**Information provided**
+ + + +
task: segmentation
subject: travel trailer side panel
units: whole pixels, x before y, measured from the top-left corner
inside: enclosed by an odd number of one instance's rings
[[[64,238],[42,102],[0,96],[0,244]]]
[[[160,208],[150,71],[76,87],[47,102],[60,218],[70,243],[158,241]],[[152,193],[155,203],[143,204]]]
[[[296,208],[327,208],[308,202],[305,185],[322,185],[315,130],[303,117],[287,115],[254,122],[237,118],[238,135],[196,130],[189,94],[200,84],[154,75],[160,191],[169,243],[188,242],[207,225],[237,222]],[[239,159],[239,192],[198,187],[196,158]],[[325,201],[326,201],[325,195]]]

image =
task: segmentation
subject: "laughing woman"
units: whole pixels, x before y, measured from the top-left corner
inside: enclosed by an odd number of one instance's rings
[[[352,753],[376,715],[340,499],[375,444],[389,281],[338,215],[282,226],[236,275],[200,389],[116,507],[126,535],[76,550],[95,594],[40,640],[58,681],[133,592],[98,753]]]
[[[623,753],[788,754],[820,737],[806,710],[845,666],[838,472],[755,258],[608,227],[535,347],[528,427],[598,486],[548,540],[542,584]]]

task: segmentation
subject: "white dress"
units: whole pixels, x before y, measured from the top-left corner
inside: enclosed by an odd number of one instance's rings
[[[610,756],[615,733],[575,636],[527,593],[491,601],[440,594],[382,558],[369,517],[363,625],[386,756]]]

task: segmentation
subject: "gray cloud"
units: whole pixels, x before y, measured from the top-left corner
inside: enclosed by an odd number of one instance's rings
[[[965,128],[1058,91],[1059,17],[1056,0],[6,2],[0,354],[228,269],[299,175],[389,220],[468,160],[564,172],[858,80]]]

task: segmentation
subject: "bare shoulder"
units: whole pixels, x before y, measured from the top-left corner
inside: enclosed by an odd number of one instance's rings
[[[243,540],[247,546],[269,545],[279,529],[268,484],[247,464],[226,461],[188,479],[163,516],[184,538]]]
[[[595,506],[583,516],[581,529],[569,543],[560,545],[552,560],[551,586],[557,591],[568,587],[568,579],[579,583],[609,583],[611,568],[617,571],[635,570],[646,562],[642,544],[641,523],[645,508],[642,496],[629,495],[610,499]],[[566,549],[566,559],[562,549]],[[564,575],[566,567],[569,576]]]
+ + + +
**Exercise details**
In the records above, change every "whole pixels" to "integer pixels" and reproduce everything else without alteration.

**Result of the exercise**
task: segmentation
subject: travel trailer side panel
units: integer pixels, x before y, measured from the top-left corner
inside: enclosed by an odd number of one instance's rings
[[[64,238],[42,102],[0,96],[0,244]]]
[[[160,208],[150,71],[76,87],[47,102],[60,218],[70,243],[158,241]],[[152,193],[155,203],[143,204]]]
[[[296,208],[327,208],[308,202],[305,185],[322,185],[315,130],[303,117],[287,115],[254,122],[237,118],[238,135],[196,130],[189,94],[200,84],[154,75],[160,191],[169,243],[188,242],[207,225],[237,222]],[[239,159],[239,192],[198,187],[196,158]],[[325,201],[326,201],[325,195]]]

image =
task: segmentation
subject: "laughing woman"
units: integer pixels, x before y, measured from the top-left corner
inside: enclosed by an odd number of one instance's rings
[[[352,753],[376,715],[340,499],[375,444],[389,281],[338,215],[282,226],[236,275],[200,389],[116,507],[126,535],[76,550],[95,594],[40,640],[58,681],[133,592],[98,753]]]
[[[623,753],[788,754],[820,737],[806,710],[845,666],[838,472],[755,258],[608,227],[535,347],[528,427],[598,486],[548,540],[542,584]]]

task: segmentation
subject: "white dress"
units: integer pixels, x before y, measured from the top-left corner
inside: enclosed by an odd number of one instance's rings
[[[610,756],[615,733],[575,636],[527,593],[491,601],[440,594],[382,558],[369,517],[363,625],[386,756]]]

task: segmentation
subject: "gray cloud"
units: integer pixels, x before y, measured from the top-left corner
inside: enclosed by an odd number of one instance's rings
[[[965,128],[1058,91],[1059,17],[1056,0],[6,2],[0,354],[228,269],[299,175],[389,220],[468,160],[564,172],[858,80]]]

task: segmentation
subject: "bare shoulder"
units: integer pixels, x before y, measured from the top-left corner
inside: enclosed by an odd number of one instance's rings
[[[243,540],[247,546],[269,545],[279,529],[268,484],[247,464],[226,461],[188,479],[163,516],[184,538]]]
[[[595,506],[583,516],[581,529],[569,543],[560,545],[552,560],[551,586],[557,591],[568,587],[568,579],[579,583],[609,583],[611,568],[617,571],[635,570],[646,562],[642,544],[641,523],[645,508],[642,496],[629,495],[610,499]],[[566,549],[566,559],[562,549]],[[564,575],[566,567],[569,576]]]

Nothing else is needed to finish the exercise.